*What you should do*: Every line below should be given again without alteration.

──────── Provided information ────────

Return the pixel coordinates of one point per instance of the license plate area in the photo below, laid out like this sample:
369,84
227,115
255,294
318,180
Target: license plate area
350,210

────────

*Finished task*:
Return the pixel coordinates of one point per instance of the license plate area in the photo below, laid out like this sample:
369,84
227,115
255,294
318,180
Target: license plate area
350,210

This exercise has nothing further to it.